What to do: The records appear below. Copy each one exactly.

Materials provided:

※ ※ ※

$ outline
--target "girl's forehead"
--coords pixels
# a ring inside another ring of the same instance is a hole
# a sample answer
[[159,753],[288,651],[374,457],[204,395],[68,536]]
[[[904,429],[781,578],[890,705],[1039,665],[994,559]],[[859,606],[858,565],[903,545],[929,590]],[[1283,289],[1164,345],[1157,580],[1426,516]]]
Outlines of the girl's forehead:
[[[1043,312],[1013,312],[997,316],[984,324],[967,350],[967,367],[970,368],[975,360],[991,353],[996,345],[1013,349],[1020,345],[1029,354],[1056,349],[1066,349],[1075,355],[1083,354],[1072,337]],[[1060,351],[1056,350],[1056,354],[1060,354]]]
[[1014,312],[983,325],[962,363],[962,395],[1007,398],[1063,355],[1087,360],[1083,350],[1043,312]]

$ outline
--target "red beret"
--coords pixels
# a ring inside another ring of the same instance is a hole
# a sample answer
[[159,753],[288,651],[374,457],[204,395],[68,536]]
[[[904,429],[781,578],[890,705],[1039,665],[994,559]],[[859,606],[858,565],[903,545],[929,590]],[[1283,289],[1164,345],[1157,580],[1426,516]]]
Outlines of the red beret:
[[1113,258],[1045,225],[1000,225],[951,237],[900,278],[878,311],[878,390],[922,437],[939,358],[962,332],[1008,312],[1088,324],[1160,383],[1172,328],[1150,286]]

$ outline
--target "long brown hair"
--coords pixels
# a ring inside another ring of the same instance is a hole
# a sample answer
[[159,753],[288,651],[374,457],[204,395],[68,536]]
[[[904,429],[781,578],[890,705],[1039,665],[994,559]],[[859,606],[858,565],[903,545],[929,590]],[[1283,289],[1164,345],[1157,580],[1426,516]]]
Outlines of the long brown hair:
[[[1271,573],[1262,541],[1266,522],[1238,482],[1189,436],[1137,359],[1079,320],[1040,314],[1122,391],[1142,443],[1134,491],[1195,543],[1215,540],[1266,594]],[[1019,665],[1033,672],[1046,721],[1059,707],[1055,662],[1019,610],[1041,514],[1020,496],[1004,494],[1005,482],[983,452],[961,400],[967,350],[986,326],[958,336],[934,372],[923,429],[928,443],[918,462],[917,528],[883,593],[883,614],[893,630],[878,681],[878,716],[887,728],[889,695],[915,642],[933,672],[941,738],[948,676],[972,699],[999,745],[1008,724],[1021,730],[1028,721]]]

※ ※ ※

Completed task:
$ outline
--target "girl's forehead"
--coords pixels
# a ring inside another ring of the same instance is a hole
# a sample answer
[[159,753],[288,651],[374,457],[204,395],[68,536]]
[[[904,429],[781,578],[890,705],[1039,665],[994,559]],[[859,606],[858,565],[903,545],[929,590]],[[1283,289],[1164,345],[1157,580],[1426,516]]]
Outlines of the girl's forehead:
[[[1043,312],[1013,312],[997,316],[984,324],[967,350],[967,367],[970,368],[975,360],[991,353],[996,345],[1013,349],[1020,345],[1029,354],[1056,349],[1066,349],[1075,355],[1083,354],[1072,337]],[[1060,351],[1056,350],[1056,354],[1060,354]]]
[[1014,312],[983,325],[962,363],[962,395],[1007,398],[1063,355],[1087,360],[1083,350],[1043,312]]

$ outline
--target "red beret"
--coords pixels
# a ring inside another ring of the same instance is a hole
# a sample answer
[[159,753],[288,651],[374,457],[204,395],[68,536]]
[[[904,429],[781,578],[890,705],[1039,665],[994,559]],[[859,606],[858,565],[903,545],[929,590]],[[1283,289],[1164,345],[1157,580],[1426,516]]]
Outlines of the red beret:
[[1113,258],[1045,225],[1000,225],[951,237],[900,278],[878,311],[878,390],[922,437],[939,358],[962,332],[1008,312],[1088,324],[1160,383],[1172,328],[1150,286]]

$ outline
--target "long brown hair"
--coords pixels
# a ring inside another ring of the same instance is a hole
# a sample answer
[[159,753],[288,651],[374,457],[204,395],[68,536]]
[[[904,429],[781,578],[890,705],[1039,665],[994,559]],[[859,606],[858,565],[903,545],[929,590]],[[1283,289],[1164,345],[1157,580],[1426,516]]]
Outlines of the long brown hair:
[[[1271,573],[1262,541],[1266,522],[1238,482],[1189,436],[1137,359],[1079,320],[1040,314],[1122,391],[1142,443],[1134,491],[1195,543],[1215,540],[1266,594]],[[1019,665],[1033,672],[1046,721],[1059,707],[1055,662],[1019,610],[1041,514],[1020,496],[1004,494],[1005,482],[983,452],[961,400],[967,350],[986,326],[958,336],[934,372],[923,429],[928,443],[918,462],[917,528],[883,593],[883,614],[893,630],[878,681],[878,716],[887,728],[889,695],[915,642],[933,672],[941,738],[948,676],[972,699],[999,745],[1008,724],[1021,730],[1028,721]]]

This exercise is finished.